*To do*
Please turn the lines below into a numbered list, leaving out any blank lines.

[Position annotation records]
————————
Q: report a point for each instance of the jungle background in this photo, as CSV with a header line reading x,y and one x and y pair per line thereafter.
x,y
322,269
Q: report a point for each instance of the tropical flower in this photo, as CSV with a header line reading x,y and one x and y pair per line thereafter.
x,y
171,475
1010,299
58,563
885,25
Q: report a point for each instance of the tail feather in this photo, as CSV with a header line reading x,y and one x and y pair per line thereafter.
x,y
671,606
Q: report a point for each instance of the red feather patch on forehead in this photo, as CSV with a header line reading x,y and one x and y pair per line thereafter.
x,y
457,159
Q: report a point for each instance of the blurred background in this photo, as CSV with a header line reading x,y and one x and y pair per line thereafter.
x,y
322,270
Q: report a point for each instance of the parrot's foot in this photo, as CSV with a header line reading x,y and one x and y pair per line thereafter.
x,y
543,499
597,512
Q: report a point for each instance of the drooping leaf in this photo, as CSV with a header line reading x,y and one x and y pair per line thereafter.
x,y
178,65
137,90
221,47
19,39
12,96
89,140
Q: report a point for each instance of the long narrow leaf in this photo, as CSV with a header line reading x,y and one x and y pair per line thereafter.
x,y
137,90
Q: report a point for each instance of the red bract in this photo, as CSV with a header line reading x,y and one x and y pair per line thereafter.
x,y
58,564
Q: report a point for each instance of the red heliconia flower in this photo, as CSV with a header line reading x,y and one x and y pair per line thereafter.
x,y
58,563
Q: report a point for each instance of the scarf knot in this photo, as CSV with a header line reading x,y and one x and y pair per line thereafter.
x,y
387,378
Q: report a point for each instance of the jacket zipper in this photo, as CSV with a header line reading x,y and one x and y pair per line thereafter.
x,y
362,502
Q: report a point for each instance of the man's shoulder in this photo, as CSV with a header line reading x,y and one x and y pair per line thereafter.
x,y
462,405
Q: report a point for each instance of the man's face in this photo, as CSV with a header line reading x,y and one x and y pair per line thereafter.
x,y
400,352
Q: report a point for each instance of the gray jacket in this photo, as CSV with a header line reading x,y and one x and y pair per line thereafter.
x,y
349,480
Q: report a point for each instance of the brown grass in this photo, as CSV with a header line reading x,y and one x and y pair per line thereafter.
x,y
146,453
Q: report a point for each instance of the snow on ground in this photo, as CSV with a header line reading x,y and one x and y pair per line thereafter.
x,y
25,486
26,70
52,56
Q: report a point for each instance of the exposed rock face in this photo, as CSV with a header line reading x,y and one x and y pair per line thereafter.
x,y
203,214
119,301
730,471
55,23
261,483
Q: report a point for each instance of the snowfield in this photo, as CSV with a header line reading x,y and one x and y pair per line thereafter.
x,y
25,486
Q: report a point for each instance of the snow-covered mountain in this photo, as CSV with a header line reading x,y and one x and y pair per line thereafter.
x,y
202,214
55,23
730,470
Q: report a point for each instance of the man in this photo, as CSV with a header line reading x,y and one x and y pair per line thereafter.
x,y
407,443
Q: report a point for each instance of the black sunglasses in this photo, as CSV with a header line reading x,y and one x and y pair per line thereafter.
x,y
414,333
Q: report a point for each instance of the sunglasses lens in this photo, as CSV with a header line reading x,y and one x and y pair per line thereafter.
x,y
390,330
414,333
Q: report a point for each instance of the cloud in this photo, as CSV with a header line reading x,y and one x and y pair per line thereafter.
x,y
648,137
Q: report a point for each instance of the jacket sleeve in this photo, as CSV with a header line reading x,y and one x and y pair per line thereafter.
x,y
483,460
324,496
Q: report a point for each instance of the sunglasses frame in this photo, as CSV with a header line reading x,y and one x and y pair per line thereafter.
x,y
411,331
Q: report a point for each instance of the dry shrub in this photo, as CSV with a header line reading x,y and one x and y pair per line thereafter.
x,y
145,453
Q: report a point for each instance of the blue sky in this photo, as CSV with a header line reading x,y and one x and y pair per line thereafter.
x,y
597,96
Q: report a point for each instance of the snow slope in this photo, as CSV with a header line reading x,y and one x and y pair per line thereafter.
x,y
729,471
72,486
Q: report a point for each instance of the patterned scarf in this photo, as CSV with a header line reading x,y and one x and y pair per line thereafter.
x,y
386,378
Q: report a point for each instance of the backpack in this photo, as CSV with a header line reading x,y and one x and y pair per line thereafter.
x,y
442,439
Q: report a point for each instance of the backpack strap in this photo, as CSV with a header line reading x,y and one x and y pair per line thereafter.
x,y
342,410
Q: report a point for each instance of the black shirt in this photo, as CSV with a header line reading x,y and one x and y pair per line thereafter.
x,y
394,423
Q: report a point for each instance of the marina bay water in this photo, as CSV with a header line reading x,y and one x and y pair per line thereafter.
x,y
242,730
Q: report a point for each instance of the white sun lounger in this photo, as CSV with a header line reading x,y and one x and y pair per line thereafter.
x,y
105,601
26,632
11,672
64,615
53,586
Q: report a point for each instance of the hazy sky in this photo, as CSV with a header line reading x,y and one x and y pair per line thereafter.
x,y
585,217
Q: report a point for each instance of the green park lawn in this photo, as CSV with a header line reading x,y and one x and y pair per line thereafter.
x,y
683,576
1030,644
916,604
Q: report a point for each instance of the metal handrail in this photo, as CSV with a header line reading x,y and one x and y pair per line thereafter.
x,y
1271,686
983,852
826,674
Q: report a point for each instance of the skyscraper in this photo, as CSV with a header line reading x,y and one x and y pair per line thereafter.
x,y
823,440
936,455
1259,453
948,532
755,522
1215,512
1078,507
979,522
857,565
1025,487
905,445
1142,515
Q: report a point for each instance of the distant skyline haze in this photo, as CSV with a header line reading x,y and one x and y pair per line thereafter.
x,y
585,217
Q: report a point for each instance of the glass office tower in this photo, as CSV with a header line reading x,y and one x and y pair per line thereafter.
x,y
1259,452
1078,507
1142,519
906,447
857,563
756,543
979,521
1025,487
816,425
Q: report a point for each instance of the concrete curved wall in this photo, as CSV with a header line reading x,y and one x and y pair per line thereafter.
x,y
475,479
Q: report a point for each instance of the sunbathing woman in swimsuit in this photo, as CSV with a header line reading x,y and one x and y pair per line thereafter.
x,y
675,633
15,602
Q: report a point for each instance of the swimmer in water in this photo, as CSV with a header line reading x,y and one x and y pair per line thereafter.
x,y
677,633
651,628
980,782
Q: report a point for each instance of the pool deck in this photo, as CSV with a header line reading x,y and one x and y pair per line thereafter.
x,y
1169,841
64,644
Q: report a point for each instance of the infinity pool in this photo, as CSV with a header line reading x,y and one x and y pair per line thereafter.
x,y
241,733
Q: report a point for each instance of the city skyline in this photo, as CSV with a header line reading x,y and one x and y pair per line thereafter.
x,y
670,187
————————
*Exercise response*
1. Q: report a point for each instance of the jungle background in this photo, as CSV with a header line reading x,y and one x and y pair per line thereafter.
2. x,y
3. 322,269
4. Q: report a point for each instance of the tropical flower in this photo, as CSV with a header line reading x,y and one x and y pair per line thereafter.
5. x,y
6. 171,475
7. 1010,299
8. 58,563
9. 885,25
10. Q: report a point for each instance of the tail feather in this photo, as CSV with a header line reading x,y and one x and y pair per line thereafter.
11. x,y
12. 671,606
13. Q: report a point for each instance of the red feather patch on forehead in this photo, as CSV with a header line reading x,y and one x and y pair per line thereafter.
14. x,y
15. 457,159
16. Q: report a point for each instance of the blurred background in this photo, as CSV with a header line reading x,y and one x and y pair per line thereafter.
17. x,y
18. 322,270
19. Q: report a point for each instance of the parrot's foot in this photo, as CSV with a header line reading x,y and one x and y pair per line thereafter.
20. x,y
21. 543,499
22. 597,512
23. Q: report a point for each instance of the drooping leaf in this photo, as CSV with a header line reading x,y and one x and y pair per line thereafter.
24. x,y
25. 178,65
26. 137,90
27. 221,47
28. 19,39
29. 12,96
30. 89,140
31. Q: report a point for each instance of the long narrow leaf in this photo, as CSV with a header line reading x,y and one x and y pair per line thereafter.
32. x,y
33. 137,90
34. Q: report a point for each instance of the red bract in this photo, as CSV with a header line reading x,y and one x and y pair per line thereafter.
35. x,y
36. 58,564
37. Q: report a point for each instance of the red heliconia flower in this photo, as CSV with a header line reading x,y and one x and y pair per line thereafter.
38. x,y
39. 58,563
40. Q: report a point for each instance of the scarf knot in this photo, as CSV with a header line reading x,y and one x and y pair per line thereafter.
41. x,y
42. 387,378
43. Q: report a point for each instance of the jacket zipper in this photo, as CSV with a header line reading x,y and one x and y pair per line thereafter.
44. x,y
45. 362,502
46. Q: report a point for each instance of the man's shoulder in this photo, as CSV with a header line reading x,y and one x and y pair per line thereafter.
47. x,y
48. 462,405
49. Q: report a point for each instance of the man's face in this photo, as CSV with a header line reading x,y and one x and y pair per line thereafter.
50. x,y
51. 400,352
52. Q: report a point for each instance of the gray jacket in this photo, as CSV with a header line reading x,y and one x and y pair per line thereafter.
53. x,y
54. 349,480
55. Q: report a point for each instance of the brown grass in this photo, as CSV with a header line reading x,y and one x and y pair per line thereafter.
56. x,y
57. 146,453
58. Q: report a point for each instance of the snow on ground in this photo, as CSV with a header line reading x,y and one x and y pair per line thereafter.
59. x,y
60. 25,486
61. 26,70
62. 52,56
63. Q: report a point for each instance of the exposed rock face in this photo, as CSV with a header line reading x,y and one x and y pair per line thereafter.
64. x,y
65. 203,214
66. 119,301
67. 730,471
68. 55,23
69. 261,483
70. Q: report a point for each instance of the snowfield in this photo, as CSV with a header line reading x,y and one x and y pair per line thereafter.
71. x,y
72. 25,486
73. Q: report a point for each instance of the snow-covered mountain in this photo, as CSV with a header line reading x,y and one x and y pair per line thereafter.
74. x,y
75. 202,214
76. 55,23
77. 730,470
78. Q: report a point for each instance of the man in this photo, as CSV with a header line reading x,y and one x and y pair per line thereafter.
79. x,y
80. 407,443
81. Q: report a point for each instance of the black sunglasses in this photo, as CSV with a header line reading x,y and one x and y pair per line thereafter.
82. x,y
83. 414,333
84. Q: report a point for each instance of the sunglasses lens in this photo, as CSV with a header line reading x,y and one x and y pair per line thereafter.
85. x,y
86. 390,330
87. 414,333
88. Q: report a point for each instance of the cloud in this photo, as CSV with a header line reading x,y and one x and y pair per line thereafter.
89. x,y
90. 648,137
91. Q: report a point for each instance of the jacket sleeve in this photo, as CSV with a header line reading x,y and one x and y pair per line thereafter.
92. x,y
93. 483,460
94. 324,496
95. Q: report a point for each instance of the sunglasses frame in this photo, as CSV with a header line reading x,y and one x and y pair per line thereafter.
96. x,y
97. 411,331
98. Q: report a point for each instance of the dry shrub in this photo, as CSV with a header line reading x,y and one x and y pair per line thereafter.
99. x,y
100. 145,453
101. Q: report a point for each instance of the blue sky in this photo, as CSV with a header line reading x,y and one x and y pair per line thereafter.
102. x,y
103. 597,96
104. Q: report a point for each instance of the snow slope in this photo, as CSV with a header line reading x,y and one x and y pair per line thereafter.
105. x,y
106. 729,471
107. 72,486
108. Q: report a point for each instance of the patterned scarf in this photo, as CSV with a header line reading x,y and one x and y pair per line thereafter.
109. x,y
110. 386,378
111. Q: report a point for each instance of the backpack in this photo, as CSV with a header line reading x,y and one x and y pair per line thereafter.
112. x,y
113. 442,439
114. Q: report a point for each instance of the backpack strap in this photo, as CSV with a header line reading x,y and one x and y pair per line thereafter.
115. x,y
116. 342,410
117. Q: report a point for each instance of the black shirt in this photo, as CSV with a header line reading x,y and one x and y pair per line thereafter.
118. x,y
119. 394,423
120. Q: report a point for each instance of the marina bay water in this photo, as CSV with a header line reading x,y and one x and y pair per line thereafter.
121. x,y
122. 242,730
123. Q: report a point for each instance of the white sun lounger in this photo, as CSV with a header line reading x,y and one x and y pair per line thereafter.
124. x,y
125. 105,601
126. 26,632
127. 11,672
128. 64,615
129. 53,586
130. Q: report a point for each instance of the hazy sky in this photo, as CSV with a header line reading x,y and one x and y pair per line thereafter.
131. x,y
132. 585,217
133. Q: report a point for each instance of the green park lawn in this photo, as CSV with a header line reading x,y and one x and y pair per line thereafter.
134. x,y
135. 683,576
136. 1030,644
137. 916,604
138. Q: report a point for each instance of the metal handrail in this photo, as CSV with a header line reading x,y and one x and y pair per line thereafter.
139. x,y
140. 1271,686
141. 983,852
142. 826,674
143. Q: report a point for each instance of the skyscraper in this photo, as CSV with a header line reading x,y and one x and y pair per line thereafter.
144. x,y
145. 823,440
146. 936,455
147. 1259,453
148. 948,532
149. 755,522
150. 1215,512
151. 1078,507
152. 979,522
153. 857,565
154. 1025,487
155. 905,445
156. 1142,515
157. Q: report a point for each instance of the distant skyline haze in this photo, as CSV with a header line reading x,y and one x and y pair per line thereafter.
158. x,y
159. 585,217
160. Q: report a point for each instance of the glass office tower in this photo, as CSV with a header line reading x,y and one x and y pair per line thereafter.
161. x,y
162. 1259,452
163. 1078,507
164. 1142,519
165. 906,447
166. 857,563
167. 756,543
168. 979,521
169. 1025,487
170. 816,425
171. Q: report a point for each instance of the concrete curved wall in this photo, as CSV with a header line reading x,y and one x and y pair per line thereafter.
172. x,y
173. 475,479
174. Q: report a point for each instance of the sunbathing woman in swimsuit in this photo, as CSV with a header line reading x,y and one x and y pair per line thereafter.
175. x,y
176. 675,633
177. 15,602
178. Q: report a point for each instance of the swimmer in water in this photo, as CSV with a header line reading x,y and one x and y pair per line thereafter.
179. x,y
180. 677,633
181. 651,628
182. 980,782
183. Q: report a point for each instance of the pool deck in this photo, as CSV with a header line reading x,y and one x and y pair per line thereafter.
184. x,y
185. 1169,841
186. 64,644
187. Q: report a point for each instance of the infinity pool in this photo, as CSV with a header line reading x,y and one x and y pair per line thereafter.
188. x,y
189. 241,733
190. Q: report a point for each instance of the city skyline in this photo, as CSV with a header line reading x,y and one x and y pair per line thereafter.
191. x,y
192. 670,187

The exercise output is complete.